Your goal:
Keep the pictures out of the copy and print all the entries below exactly.

....

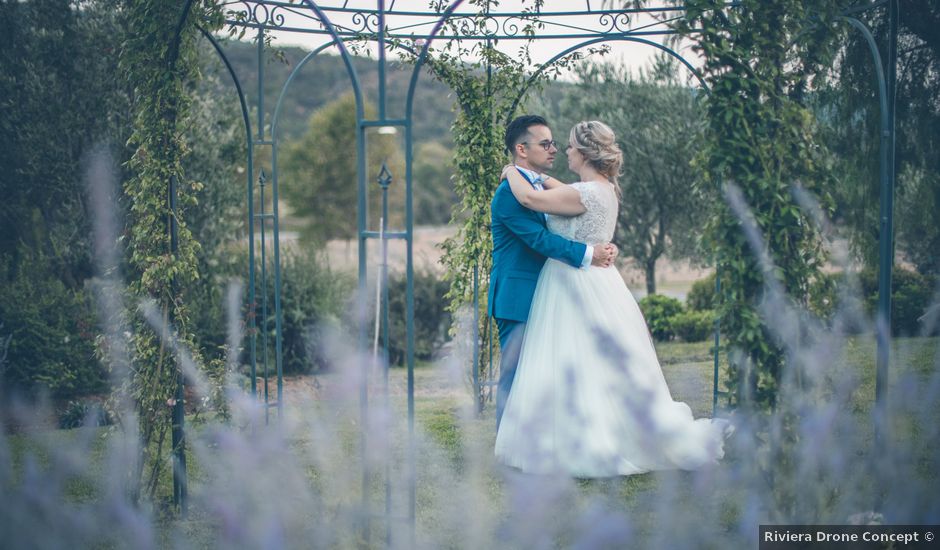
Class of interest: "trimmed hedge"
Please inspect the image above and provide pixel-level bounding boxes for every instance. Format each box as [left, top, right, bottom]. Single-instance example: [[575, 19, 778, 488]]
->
[[670, 309, 715, 342], [640, 294, 683, 341]]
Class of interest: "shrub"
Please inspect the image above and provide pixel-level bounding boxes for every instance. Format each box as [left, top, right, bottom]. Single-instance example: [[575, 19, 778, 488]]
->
[[640, 294, 682, 341], [268, 252, 354, 374], [0, 256, 107, 398], [670, 310, 715, 342], [685, 273, 718, 311], [388, 269, 451, 366], [59, 399, 113, 430], [809, 273, 845, 320], [859, 266, 934, 336]]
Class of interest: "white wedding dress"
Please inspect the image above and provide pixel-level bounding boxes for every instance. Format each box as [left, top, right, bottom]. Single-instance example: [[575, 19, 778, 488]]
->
[[496, 182, 728, 477]]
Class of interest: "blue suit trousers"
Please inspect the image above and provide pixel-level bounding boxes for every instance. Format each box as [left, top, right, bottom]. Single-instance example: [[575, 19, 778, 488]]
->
[[496, 319, 525, 431]]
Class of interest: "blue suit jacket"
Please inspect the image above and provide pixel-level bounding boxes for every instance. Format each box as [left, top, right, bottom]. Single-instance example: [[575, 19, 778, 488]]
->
[[487, 172, 587, 322]]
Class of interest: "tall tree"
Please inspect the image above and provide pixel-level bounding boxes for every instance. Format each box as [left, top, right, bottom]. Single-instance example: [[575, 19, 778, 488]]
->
[[555, 57, 711, 294], [278, 93, 405, 246], [679, 0, 840, 411], [818, 2, 940, 276]]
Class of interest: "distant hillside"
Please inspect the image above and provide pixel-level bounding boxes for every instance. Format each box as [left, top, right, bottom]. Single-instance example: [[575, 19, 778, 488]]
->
[[207, 41, 454, 146]]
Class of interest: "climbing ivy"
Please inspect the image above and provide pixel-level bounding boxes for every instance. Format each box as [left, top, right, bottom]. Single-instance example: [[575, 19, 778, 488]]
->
[[118, 0, 222, 508], [679, 0, 839, 411]]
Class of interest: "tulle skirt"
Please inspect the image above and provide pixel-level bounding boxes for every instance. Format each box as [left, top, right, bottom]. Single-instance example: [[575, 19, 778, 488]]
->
[[496, 259, 728, 477]]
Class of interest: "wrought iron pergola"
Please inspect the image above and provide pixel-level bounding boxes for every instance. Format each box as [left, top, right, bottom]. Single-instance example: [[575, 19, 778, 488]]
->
[[174, 0, 897, 542]]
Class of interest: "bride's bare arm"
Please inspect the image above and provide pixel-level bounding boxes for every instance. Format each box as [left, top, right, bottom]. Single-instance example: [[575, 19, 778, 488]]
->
[[542, 174, 568, 189], [503, 166, 585, 216]]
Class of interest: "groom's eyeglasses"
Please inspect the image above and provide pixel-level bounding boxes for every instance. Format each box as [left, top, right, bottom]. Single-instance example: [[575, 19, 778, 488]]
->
[[522, 139, 558, 151]]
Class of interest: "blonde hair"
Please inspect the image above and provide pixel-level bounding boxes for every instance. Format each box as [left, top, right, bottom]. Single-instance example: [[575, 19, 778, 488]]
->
[[568, 120, 623, 198]]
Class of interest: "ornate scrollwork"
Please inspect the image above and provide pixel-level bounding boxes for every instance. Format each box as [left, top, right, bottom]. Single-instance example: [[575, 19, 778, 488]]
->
[[349, 11, 379, 34], [599, 13, 630, 33], [229, 1, 285, 27]]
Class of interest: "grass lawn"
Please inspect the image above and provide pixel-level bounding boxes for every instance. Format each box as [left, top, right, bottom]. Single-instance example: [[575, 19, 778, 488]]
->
[[0, 337, 940, 548]]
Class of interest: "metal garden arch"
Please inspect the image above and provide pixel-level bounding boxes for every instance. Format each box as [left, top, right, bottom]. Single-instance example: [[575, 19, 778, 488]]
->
[[171, 0, 898, 541]]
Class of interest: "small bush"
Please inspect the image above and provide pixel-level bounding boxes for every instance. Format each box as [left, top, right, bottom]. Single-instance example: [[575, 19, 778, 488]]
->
[[274, 252, 354, 374], [59, 399, 112, 430], [388, 269, 451, 366], [0, 257, 107, 398], [640, 294, 682, 341], [809, 273, 845, 320], [670, 310, 715, 342], [685, 273, 718, 311], [859, 266, 934, 336]]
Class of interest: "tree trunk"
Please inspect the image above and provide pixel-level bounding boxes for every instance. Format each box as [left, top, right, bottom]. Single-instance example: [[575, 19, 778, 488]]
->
[[646, 258, 656, 296]]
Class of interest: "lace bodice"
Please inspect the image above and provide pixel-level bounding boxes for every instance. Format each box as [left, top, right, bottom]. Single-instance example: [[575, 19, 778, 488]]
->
[[548, 181, 618, 246]]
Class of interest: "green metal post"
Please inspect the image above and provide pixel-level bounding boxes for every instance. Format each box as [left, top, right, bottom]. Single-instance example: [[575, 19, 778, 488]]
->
[[875, 0, 898, 449]]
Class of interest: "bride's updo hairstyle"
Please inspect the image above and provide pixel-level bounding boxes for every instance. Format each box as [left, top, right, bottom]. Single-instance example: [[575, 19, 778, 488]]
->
[[568, 120, 623, 197]]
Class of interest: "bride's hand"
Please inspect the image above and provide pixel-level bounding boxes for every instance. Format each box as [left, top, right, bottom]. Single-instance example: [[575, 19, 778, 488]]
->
[[499, 164, 516, 180]]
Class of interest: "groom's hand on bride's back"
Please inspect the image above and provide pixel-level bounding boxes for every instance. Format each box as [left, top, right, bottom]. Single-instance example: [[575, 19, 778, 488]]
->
[[591, 243, 620, 267]]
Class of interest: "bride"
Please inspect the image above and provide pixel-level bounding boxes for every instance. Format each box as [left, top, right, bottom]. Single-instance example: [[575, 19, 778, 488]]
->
[[496, 121, 728, 477]]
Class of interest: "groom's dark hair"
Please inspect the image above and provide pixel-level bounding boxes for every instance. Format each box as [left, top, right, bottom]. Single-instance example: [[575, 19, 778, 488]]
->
[[503, 115, 548, 156]]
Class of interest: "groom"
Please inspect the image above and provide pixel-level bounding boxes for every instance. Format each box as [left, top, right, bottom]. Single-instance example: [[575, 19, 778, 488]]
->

....

Completed exercise:
Class of interest: "trimmed hedge"
Please inspect the image above and provide pixel-level bounding boxes for every instance. Format each box as [left, top, right, bottom]. Single-instance example: [[575, 19, 778, 488]]
->
[[670, 309, 715, 342], [640, 294, 683, 341]]
Class of interest: "shrub"
Please inspect the image above and provide pixel-level bounding boxes for every instance. Format each box as [left, top, right, bottom]. Single-instance example: [[575, 19, 778, 488]]
->
[[640, 294, 682, 341], [268, 252, 354, 374], [0, 256, 107, 398], [670, 310, 715, 342], [685, 273, 718, 311], [388, 269, 451, 366], [59, 399, 113, 430], [809, 273, 845, 320], [859, 266, 934, 336]]
Class of interest: "white wedding dress"
Please inspect the image above and provide pixel-level bounding boxes for every instance. Format each box as [left, top, right, bottom]. Single-instance example: [[575, 19, 778, 488]]
->
[[496, 182, 728, 477]]
Class of interest: "blue suit trousers"
Please inspect the image above and provide pixel-level bounding boxes for every instance. Format each box as [left, top, right, bottom]. Single-instance example: [[575, 19, 778, 488]]
->
[[496, 319, 525, 431]]
Class of interest: "blue suit jacket"
Please inspect the image above and provide pixel-level bounding boxes for every instance. Format each box as [left, top, right, bottom]. Single-instance example: [[575, 19, 778, 488]]
->
[[487, 172, 587, 322]]
Class of interest: "tall tree"
Please inspect the image above and provide pixel-level bounding boxes for every instance. Format each box as [left, top, right, bottom]. Single-instance example: [[575, 19, 778, 488]]
->
[[555, 57, 711, 294], [278, 93, 405, 246], [679, 0, 840, 411], [818, 2, 940, 276]]
Class of interest: "distant hillside"
Please inspect the image above and provide pixel-level bounding boxes for every instance. Format each box as [left, top, right, bottom]. Single-instance example: [[575, 19, 778, 488]]
->
[[207, 41, 454, 146]]
Class of interest: "climbing ivy"
Please inspect the image above and provide pixel-level bounding boxes for every instance. Format each box as [left, top, right, bottom]. Single-instance example: [[575, 19, 778, 488]]
->
[[118, 0, 222, 508], [679, 0, 839, 411]]
Class of interest: "tulle skirt"
Please inspect the image above and provide pixel-level bounding boxes for every instance. Format each box as [left, top, right, bottom]. Single-instance example: [[575, 19, 778, 488]]
->
[[496, 259, 728, 477]]
Class of interest: "wrought iron pergola"
Please inspect the image above and provide pixel-level bounding boxes for every instance. Format each box as [left, top, right, bottom]. Single-instance example: [[575, 19, 778, 488]]
->
[[174, 0, 897, 542]]
Class of interest: "bride's bare arm"
Please inspect the image above and provide pixel-level bounding boxes for every instance. Format each box as [left, top, right, bottom]. Single-instance example: [[575, 19, 778, 488]]
->
[[542, 174, 568, 189], [503, 166, 585, 216]]
Class of interest: "groom's eyeglasses"
Please inspect the image above and provide pixel-level bounding boxes for every instance. Format each box as [left, top, right, bottom]. Single-instance example: [[575, 19, 778, 488]]
->
[[522, 139, 558, 151]]
Class of interest: "blonde hair"
Please inspect the image above and provide pixel-level bounding boxes for every instance. Format each box as [left, top, right, bottom]. Single-instance example: [[575, 19, 778, 488]]
->
[[568, 120, 623, 198]]
Class of interest: "ornate scrollwork"
Please inspect the image above and provide pixel-level bounding boxes for every instance. Format each box as [left, top, right, bottom]. Single-instance example: [[575, 19, 778, 488]]
->
[[349, 11, 379, 34], [599, 13, 630, 33], [229, 1, 285, 27]]
Class of interest: "grass lawn"
Please inspect the image above and provide pixel-level bounding boxes for every instance. Format each box as [left, top, right, bottom]. Single-instance example: [[575, 19, 778, 488]]
->
[[0, 337, 940, 548]]
Class of interest: "metal garden arch"
Please inspect the image above and provide pixel-level bounding boxes for every instance. Format each box as [left, top, right, bottom]. Single-instance example: [[575, 19, 778, 488]]
->
[[171, 0, 898, 541]]
Class of interest: "small bush"
Please inspect the image above and provide pixel-level bounding boxes for every instance. Format each box as [left, top, right, bottom]. Single-instance example: [[575, 19, 778, 488]]
->
[[274, 252, 354, 374], [59, 399, 112, 430], [388, 269, 451, 366], [0, 257, 107, 398], [640, 294, 682, 341], [809, 273, 845, 320], [670, 310, 715, 342], [685, 273, 718, 311], [859, 266, 934, 336]]
Class of interest: "tree trunk"
Please inspect the image above and provide pixel-level bounding boxes for every instance. Format each box as [left, top, right, bottom]. Single-instance example: [[575, 19, 778, 488]]
->
[[646, 258, 656, 296]]
Class of interest: "lace bodice"
Please inspect the image above and provide pixel-level bounding boxes for every instance. Format each box as [left, top, right, bottom]. Single-instance example: [[575, 19, 778, 488]]
->
[[548, 181, 618, 246]]
Class of interest: "green metal post"
Please inspect the image above and provide pixel-level bounding boxes for every instance. Format each box as [left, top, right, bottom]. Single-instance example: [[575, 19, 778, 488]]
->
[[875, 0, 898, 449]]
Class of interest: "bride's updo hairstyle"
Please inspect the image above and provide pixel-level bounding boxes for every instance. Format each box as [left, top, right, bottom]. Single-instance example: [[575, 19, 778, 488]]
->
[[568, 120, 623, 197]]
Class of interest: "bride's hand"
Please inspect the image above and provide pixel-level bounding boxes for every instance. Format each box as [left, top, right, bottom]. Single-instance example: [[575, 19, 778, 488]]
->
[[499, 164, 516, 180]]
Class of interest: "groom's hand on bride's back"
Please inspect the image above and provide pixel-level bounding boxes for every instance. Format each box as [left, top, right, bottom]. Single-instance example: [[575, 19, 778, 488]]
->
[[591, 243, 620, 267]]
Class of interest: "bride"
Please inspect the image above and provide pixel-level bounding boxes for every instance. Format each box as [left, top, right, bottom]. Single-instance example: [[575, 19, 778, 488]]
->
[[496, 121, 728, 477]]
Class of interest: "groom's dark hair"
Please inspect the image above and provide pixel-level bounding boxes for every instance. Format each box as [left, top, right, bottom]. Single-instance example: [[575, 19, 778, 488]]
->
[[503, 115, 548, 156]]
Class of interest: "groom"
Please inspect the image above and provide pixel-level bounding boxes for every instance. Format each box as [left, top, right, bottom]. Single-instance example: [[575, 19, 778, 488]]
->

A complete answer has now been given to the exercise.